SOURCE DATA section start

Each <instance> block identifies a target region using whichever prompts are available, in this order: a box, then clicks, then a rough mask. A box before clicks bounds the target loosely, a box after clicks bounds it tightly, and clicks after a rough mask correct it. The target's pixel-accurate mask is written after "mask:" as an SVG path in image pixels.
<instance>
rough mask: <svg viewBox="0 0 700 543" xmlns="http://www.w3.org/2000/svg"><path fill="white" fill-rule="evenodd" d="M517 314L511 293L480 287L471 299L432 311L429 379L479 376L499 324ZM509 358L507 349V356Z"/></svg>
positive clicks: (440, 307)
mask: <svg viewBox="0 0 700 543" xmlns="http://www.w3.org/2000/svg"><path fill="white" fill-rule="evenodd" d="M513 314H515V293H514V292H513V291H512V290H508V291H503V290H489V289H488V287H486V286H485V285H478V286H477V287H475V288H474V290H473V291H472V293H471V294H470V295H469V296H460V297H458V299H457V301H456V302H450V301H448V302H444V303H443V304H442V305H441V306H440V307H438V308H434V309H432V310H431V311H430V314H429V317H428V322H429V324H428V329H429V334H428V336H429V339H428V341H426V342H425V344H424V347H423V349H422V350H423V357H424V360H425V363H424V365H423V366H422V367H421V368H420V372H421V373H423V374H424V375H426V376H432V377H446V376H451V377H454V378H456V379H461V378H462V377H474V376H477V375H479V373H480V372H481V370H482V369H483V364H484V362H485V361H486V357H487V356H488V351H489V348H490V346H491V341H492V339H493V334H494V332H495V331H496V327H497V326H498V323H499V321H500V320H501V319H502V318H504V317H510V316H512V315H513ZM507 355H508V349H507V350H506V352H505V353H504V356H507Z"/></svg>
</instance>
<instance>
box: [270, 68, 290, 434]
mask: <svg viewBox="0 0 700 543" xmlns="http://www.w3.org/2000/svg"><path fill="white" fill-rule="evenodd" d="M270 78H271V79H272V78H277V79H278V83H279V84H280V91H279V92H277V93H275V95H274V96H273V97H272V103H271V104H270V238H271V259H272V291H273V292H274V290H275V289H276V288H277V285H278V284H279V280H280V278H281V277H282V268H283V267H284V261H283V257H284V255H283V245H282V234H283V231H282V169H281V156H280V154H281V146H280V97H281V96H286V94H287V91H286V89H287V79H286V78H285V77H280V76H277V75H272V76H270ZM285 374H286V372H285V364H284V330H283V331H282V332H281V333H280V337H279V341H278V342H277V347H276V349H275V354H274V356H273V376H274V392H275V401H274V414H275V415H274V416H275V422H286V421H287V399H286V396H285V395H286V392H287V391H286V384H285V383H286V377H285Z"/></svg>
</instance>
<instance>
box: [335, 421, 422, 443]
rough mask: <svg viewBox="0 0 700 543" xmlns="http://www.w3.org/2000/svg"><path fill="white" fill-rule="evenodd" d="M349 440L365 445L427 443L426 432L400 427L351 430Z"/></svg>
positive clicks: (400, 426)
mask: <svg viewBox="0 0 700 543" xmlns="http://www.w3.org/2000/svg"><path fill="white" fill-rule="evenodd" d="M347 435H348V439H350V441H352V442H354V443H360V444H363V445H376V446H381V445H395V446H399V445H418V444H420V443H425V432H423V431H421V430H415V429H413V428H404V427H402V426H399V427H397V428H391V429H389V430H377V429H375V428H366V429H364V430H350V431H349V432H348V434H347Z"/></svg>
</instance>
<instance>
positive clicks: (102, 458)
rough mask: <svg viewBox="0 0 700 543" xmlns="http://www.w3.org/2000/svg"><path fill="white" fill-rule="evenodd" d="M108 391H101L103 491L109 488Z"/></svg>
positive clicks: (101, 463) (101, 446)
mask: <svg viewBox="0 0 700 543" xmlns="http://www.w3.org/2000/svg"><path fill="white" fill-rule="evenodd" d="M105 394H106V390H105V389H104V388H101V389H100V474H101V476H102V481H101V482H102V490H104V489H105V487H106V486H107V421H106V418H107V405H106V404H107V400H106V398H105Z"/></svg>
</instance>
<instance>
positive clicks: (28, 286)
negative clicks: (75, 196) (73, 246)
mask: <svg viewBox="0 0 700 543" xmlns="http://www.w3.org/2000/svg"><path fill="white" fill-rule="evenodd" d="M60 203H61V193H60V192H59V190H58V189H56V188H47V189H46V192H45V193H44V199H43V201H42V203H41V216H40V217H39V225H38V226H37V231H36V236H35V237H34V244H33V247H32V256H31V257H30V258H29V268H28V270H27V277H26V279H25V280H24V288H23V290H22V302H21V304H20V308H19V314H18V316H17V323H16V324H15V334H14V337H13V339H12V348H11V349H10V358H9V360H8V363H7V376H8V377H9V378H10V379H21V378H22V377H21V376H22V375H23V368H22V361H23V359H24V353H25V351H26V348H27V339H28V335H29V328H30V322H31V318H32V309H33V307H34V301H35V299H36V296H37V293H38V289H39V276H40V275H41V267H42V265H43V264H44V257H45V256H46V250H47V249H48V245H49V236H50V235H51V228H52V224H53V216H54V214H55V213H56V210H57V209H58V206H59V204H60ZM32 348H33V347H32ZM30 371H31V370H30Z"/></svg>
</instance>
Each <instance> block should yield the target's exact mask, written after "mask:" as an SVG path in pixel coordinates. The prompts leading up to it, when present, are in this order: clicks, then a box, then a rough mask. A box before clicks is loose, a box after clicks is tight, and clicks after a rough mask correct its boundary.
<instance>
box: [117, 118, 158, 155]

SOURCE DATA section end

TASK
Print every line of the records above without changing a single character.

RESULT OF THIS TASK
Each <instance> block identifies a target region using whichever prompts are available, in this order: a box, then clicks, then a rough mask. A box before clicks bounds the target loosely, a box after clicks bounds it tightly, and clicks after a rough mask correct it. The target's pixel-accurate mask is written after "mask:" as an SVG path in image pixels.
<instance>
rough mask: <svg viewBox="0 0 700 543" xmlns="http://www.w3.org/2000/svg"><path fill="white" fill-rule="evenodd" d="M517 314L511 293L480 287L471 299L432 311L429 379L479 376L499 324ZM509 358L507 349V356Z"/></svg>
positive clicks: (440, 307)
mask: <svg viewBox="0 0 700 543" xmlns="http://www.w3.org/2000/svg"><path fill="white" fill-rule="evenodd" d="M513 314H515V293H514V292H513V291H512V290H508V291H503V290H489V289H488V287H486V286H485V285H478V286H477V287H475V288H474V290H473V291H472V293H471V294H470V295H469V296H460V297H458V299H457V301H456V302H450V301H448V302H444V303H443V304H442V305H441V306H440V307H438V308H434V309H432V310H431V311H430V314H429V317H428V322H429V324H428V329H429V334H428V336H429V339H428V341H426V342H425V344H424V347H423V349H422V350H423V357H424V360H425V363H424V365H423V366H422V367H421V368H420V372H421V373H423V374H424V375H426V376H432V377H446V376H451V377H454V378H456V379H461V378H462V377H474V376H477V375H479V373H480V372H481V370H482V369H483V364H484V362H485V361H486V357H487V356H488V351H489V348H490V346H491V341H492V339H493V334H494V332H495V331H496V327H497V326H498V323H499V321H500V320H501V319H502V318H504V317H510V316H512V315H513ZM507 355H508V349H507V350H506V352H505V353H504V356H507Z"/></svg>
</instance>
<instance>
box: [270, 68, 290, 434]
mask: <svg viewBox="0 0 700 543" xmlns="http://www.w3.org/2000/svg"><path fill="white" fill-rule="evenodd" d="M270 78H271V79H272V78H277V79H278V83H279V84H280V91H279V92H277V93H275V95H274V96H273V97H272V103H271V104H270V238H271V259H272V291H273V292H274V290H275V289H276V288H277V285H278V284H279V280H280V278H281V277H282V268H283V267H284V261H283V257H284V255H283V245H282V234H283V231H282V169H281V156H280V154H281V146H280V97H281V96H286V94H287V91H286V89H287V79H286V78H285V77H280V76H277V75H272V76H270ZM285 374H286V372H285V364H284V330H283V331H282V332H281V333H280V337H279V341H278V342H277V347H276V349H275V354H274V356H273V376H274V392H275V401H274V414H275V415H274V416H275V422H286V421H287V399H286V396H285V395H286V392H287V391H286V384H285V383H286V377H285Z"/></svg>
</instance>
<instance>
box: [335, 421, 422, 443]
rough mask: <svg viewBox="0 0 700 543" xmlns="http://www.w3.org/2000/svg"><path fill="white" fill-rule="evenodd" d="M349 440L365 445L427 443L426 432L400 427L351 430Z"/></svg>
positive clicks: (400, 426)
mask: <svg viewBox="0 0 700 543" xmlns="http://www.w3.org/2000/svg"><path fill="white" fill-rule="evenodd" d="M347 435H348V439H350V441H352V442H354V443H360V444H363V445H376V446H381V445H395V446H399V445H418V444H420V443H425V432H423V431H421V430H415V429H413V428H404V427H402V426H399V427H397V428H391V429H389V430H377V429H375V428H366V429H364V430H350V431H349V432H348V434H347Z"/></svg>
</instance>
<instance>
positive clicks: (102, 458)
rough mask: <svg viewBox="0 0 700 543" xmlns="http://www.w3.org/2000/svg"><path fill="white" fill-rule="evenodd" d="M108 391H101L103 491L109 488Z"/></svg>
positive clicks: (101, 463) (101, 446)
mask: <svg viewBox="0 0 700 543" xmlns="http://www.w3.org/2000/svg"><path fill="white" fill-rule="evenodd" d="M105 394H106V390H105V389H104V388H101V389H100V474H101V476H102V481H101V482H102V490H104V489H105V487H106V486H107V421H106V418H107V405H106V404H107V400H106V398H105Z"/></svg>
</instance>
<instance>
positive clicks: (28, 286)
negative clicks: (75, 196) (73, 246)
mask: <svg viewBox="0 0 700 543" xmlns="http://www.w3.org/2000/svg"><path fill="white" fill-rule="evenodd" d="M60 203H61V193H60V192H59V190H58V189H56V188H47V189H46V192H45V193H44V199H43V201H42V203H41V216H40V217H39V225H38V226H37V231H36V236H35V237H34V244H33V247H32V256H31V257H30V258H29V268H28V270H27V277H26V279H25V280H24V288H23V290H22V302H21V304H20V308H19V314H18V316H17V323H16V324H15V334H14V337H13V339H12V348H11V349H10V358H9V360H8V363H7V376H8V377H9V378H10V379H21V378H22V377H21V376H22V375H23V368H22V361H23V359H24V353H25V351H26V348H27V339H28V335H29V328H30V322H31V318H32V309H33V307H34V301H35V299H36V296H37V293H38V289H39V276H40V275H41V267H42V265H43V264H44V257H45V256H46V250H47V249H48V245H49V236H50V235H51V228H52V224H53V216H54V214H55V213H56V210H57V209H58V206H59V204H60ZM32 348H33V347H32ZM30 371H31V370H30Z"/></svg>
</instance>
Each <instance> block should yield the target's exact mask, written after "mask:" as an SVG path in pixel coordinates. The prompts leading up to it, when present, are in this order: clicks, then a box, then a rough mask. A box before clicks is loose, a box after clicks is tight, and clicks after a rough mask correct its boundary.
<instance>
box: [117, 118, 158, 155]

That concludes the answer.